Since ancient Roman times, there have been reports of rumors that diffused in emergency situations, such as natural disasters and wars [12, 13]. As recently as 2012, rumors diffused when hurricane Sandy hit the north-eastern United States. For example, there were rumors that the government was issuing food stamps for free and that the New York stock exchange was underwater. In response to this problem, the U.S. government established a special section for “rumor control” on the Federal Emergency Management Agency website (http://www.fema.gov/hurricane-sandy-rumor-control) to correct the rumors. However, it is not just misinformation that spreads through social media. Useful information can also appear on social media during an emergency situation, the study of which is a growing area of research [14–16].

Rumor diffusion, or information cascade, is associated with phase-transition phenomena showing sudden qualitative changes under continuous variation of parameters, and has been attracting attention from scientists [17–26]. Mathematical models of rumor diffusion have been analyzed for many types of networks, such as random networks [20, 21] and scale-free networks [22–24].

In this study, we examine real diffusion and convergence process of one particular rumor by analyzing all Twitter data written in Japanese during the week beginning March 11, 2011, the day of the Great East Japan Earthquake (the 3.11 Earthquake). We first show an overview of a rumor diffusion, then we explain how a correction tweet sent from a city hall account diffused enormously by retweets. We introduce a mathematical model of rumor diffusion inspired by an agent-based stochastic contagion model of epidemics, widely known as the Susceptible-Infected-Recovered (SIR) model, and show that our model presents an accurate picture of rumor diffusion dynamics by combining our model with the real data.

Results

Rumor Diffusion

An earthquake registering 9.0 on the Richter scale hit the east coast of Japan at 14:46 (JST) on March 11, 2011, followed by many aftershocks. People rushed to the Internet in search of information that had not yet been broadcast and to send messages to relatives and friends, as many telephone lines were destroyed or jammed. Electricity and Internet connectivity resumed in the Tokyo metropolitan area and western Japan, allowing many people to access social media such as Twitter, the most popular social platform [27]. Most online information was helpful, but false or unfounded information also appeared.

The abnormal sequence of aftershocks caused a liquefied petroleum gas (LPG) tank to fall at 15:15 in an oil company located on the eastern shore of Tokyo Bay, and the leaked gas ignited. People living near the gas tank uploaded photos of the fire to Twitter soon after the accident, along with worried comments. A series of gas tank explosions began at 17:04 [28] and the number of tweets increased, many expressing fear.

At around 18:00 the first rumor appeared: “Please spread: To those people who live close to the east shore of Tokyo Bay! Due to the explosion of oil tanks, harmful chemical materials may fall with rain soon. Bring your umbrella and rain coat with you to protect your skin from the dangerous rain!!” This warning turned out to be false information with no scientific basis, but many people spread the rumor via Twitter, as shown in Fig. 1. “Individual Dynamics” in Fig. 1 shows the temporal activity of individual users ordered by the time of the first tweet in the dataset on the vertical axis. The numbers on the vertical axis are normalized by the whole number of tweets and the scale on the horizontal axis is measured per minute. Successive dots for the same horizontal direction mean that the same user has tweeted continuously.

====

## THINGS TO DO
A) In the rumor diffusion text, at what time did the series of gas tank explosions begin?
B) Copy the rumor diffusion text word for word, from "Rumor diffusion, or" up to and including "scale-free networks [22–24].".

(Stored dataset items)
====

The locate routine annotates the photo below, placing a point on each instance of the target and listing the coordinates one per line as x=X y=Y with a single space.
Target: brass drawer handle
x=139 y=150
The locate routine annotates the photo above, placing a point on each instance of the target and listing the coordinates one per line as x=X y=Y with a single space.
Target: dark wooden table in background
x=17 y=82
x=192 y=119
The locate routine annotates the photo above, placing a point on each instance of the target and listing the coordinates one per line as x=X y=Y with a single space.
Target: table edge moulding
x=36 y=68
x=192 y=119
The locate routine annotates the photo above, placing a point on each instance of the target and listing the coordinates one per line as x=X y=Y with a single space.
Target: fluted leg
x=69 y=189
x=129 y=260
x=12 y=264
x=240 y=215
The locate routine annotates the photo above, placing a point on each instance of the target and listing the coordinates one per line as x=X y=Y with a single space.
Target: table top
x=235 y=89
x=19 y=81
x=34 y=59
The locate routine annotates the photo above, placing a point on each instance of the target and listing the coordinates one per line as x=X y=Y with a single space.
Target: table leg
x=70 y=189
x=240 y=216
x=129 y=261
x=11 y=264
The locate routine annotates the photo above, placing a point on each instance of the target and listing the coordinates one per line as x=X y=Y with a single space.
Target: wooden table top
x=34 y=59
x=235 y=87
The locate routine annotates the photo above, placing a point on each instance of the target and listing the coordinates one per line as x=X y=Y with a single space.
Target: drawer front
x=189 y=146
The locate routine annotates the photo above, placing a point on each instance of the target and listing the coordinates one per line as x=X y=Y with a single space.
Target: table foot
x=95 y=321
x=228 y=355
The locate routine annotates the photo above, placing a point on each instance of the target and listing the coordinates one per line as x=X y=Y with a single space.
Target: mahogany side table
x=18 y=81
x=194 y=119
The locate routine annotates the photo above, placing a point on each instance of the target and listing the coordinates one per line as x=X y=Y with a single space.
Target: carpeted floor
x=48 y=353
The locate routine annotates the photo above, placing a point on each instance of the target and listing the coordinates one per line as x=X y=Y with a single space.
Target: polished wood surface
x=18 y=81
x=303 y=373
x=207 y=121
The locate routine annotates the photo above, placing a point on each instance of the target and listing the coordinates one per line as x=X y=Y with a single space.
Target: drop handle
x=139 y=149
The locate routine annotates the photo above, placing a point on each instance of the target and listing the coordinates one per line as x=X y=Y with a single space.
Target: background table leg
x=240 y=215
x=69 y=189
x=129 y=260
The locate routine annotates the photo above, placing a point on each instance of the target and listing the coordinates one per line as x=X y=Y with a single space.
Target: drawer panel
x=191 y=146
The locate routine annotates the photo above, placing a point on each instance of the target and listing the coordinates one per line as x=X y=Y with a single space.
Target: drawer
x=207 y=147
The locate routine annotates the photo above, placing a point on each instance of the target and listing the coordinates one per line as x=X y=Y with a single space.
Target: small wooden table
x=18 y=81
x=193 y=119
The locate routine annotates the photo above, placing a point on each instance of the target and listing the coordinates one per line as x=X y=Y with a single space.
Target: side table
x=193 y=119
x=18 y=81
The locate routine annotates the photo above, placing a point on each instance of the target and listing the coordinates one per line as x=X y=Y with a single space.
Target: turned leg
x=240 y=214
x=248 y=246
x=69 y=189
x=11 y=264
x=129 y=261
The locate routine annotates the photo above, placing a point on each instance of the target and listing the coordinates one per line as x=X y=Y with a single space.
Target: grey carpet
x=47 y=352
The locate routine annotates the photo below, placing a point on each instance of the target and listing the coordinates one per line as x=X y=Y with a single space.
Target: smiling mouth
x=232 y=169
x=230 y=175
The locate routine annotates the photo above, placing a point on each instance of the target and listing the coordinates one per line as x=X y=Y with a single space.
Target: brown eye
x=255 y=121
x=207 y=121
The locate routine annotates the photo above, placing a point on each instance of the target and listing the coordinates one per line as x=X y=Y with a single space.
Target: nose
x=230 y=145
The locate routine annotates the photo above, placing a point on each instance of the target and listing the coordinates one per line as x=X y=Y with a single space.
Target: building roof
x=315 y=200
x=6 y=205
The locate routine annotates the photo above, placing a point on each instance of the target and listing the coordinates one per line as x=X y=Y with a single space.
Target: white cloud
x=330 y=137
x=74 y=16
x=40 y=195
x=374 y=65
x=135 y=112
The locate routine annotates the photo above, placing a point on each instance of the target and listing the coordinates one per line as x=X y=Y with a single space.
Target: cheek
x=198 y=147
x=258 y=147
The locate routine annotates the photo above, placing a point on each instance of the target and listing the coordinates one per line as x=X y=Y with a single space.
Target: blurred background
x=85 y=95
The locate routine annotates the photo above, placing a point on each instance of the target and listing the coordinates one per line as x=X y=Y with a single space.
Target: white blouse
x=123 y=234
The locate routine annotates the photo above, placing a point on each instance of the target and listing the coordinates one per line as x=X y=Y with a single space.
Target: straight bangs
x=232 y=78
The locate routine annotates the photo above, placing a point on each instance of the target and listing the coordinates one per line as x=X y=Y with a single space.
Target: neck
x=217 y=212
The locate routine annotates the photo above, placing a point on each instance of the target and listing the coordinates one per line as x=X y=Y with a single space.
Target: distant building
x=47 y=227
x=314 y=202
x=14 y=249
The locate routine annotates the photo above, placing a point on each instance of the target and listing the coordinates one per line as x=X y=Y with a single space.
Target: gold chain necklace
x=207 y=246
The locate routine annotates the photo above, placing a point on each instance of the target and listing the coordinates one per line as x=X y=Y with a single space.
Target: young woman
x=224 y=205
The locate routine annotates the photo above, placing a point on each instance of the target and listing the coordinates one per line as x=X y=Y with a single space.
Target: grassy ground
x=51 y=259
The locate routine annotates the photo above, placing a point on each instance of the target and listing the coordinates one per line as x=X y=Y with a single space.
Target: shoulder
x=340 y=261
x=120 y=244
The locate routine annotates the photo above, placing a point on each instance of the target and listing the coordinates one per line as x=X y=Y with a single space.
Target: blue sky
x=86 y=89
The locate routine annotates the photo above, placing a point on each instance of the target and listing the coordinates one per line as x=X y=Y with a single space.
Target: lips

====

## ANSWERS TO THIS EXERCISE
A) At 17:04.

B)
Rumor diffusion, or information cascade, is associated with phase-transition phenomena showing sudden qualitative changes under continuous variation of parameters, and has been attracting attention from scientists [17–26]. Mathematical models of rumor diffusion have been analyzed for many types of networks, such as random networks [20, 21] and scale-free networks [22–24].